Entries taken from a collection
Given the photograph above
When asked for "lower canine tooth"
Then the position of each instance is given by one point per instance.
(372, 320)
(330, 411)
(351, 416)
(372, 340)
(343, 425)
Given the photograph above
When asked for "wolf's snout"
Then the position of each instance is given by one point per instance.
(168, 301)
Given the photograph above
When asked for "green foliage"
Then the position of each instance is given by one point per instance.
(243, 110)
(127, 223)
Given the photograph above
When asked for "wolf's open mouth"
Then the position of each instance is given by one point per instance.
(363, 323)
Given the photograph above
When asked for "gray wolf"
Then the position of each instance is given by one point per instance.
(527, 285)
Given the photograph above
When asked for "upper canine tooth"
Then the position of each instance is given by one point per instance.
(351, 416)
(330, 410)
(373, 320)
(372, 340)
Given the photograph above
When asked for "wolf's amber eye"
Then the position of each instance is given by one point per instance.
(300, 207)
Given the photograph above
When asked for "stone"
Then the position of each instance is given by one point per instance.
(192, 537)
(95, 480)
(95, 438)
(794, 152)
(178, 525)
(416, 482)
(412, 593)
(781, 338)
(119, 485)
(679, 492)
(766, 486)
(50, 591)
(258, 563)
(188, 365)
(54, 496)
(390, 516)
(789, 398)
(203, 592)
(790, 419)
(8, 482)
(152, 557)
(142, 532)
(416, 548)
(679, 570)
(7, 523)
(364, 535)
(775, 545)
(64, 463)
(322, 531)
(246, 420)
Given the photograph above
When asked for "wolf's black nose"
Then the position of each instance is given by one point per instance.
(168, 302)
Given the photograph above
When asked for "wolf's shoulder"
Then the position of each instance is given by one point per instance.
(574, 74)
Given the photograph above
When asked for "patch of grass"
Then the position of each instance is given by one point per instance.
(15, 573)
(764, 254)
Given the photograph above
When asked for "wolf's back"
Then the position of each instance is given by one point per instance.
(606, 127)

## DESCRIPTION OF THE TASK
Among the lines of the data, identify those with the word "asked". Copy each of them.

## EXERCISE RESPONSE
When asked for "lower canine tooth"
When asked for "wolf's snout"
When asked for "green foliage"
When asked for "wolf's open mouth"
When asked for "gray wolf"
When asked for "upper canine tooth"
When asked for "wolf's amber eye"
When asked for "stone"
When asked for "wolf's black nose"
When asked for "wolf's shoulder"
When asked for "patch of grass"
When asked for "wolf's back"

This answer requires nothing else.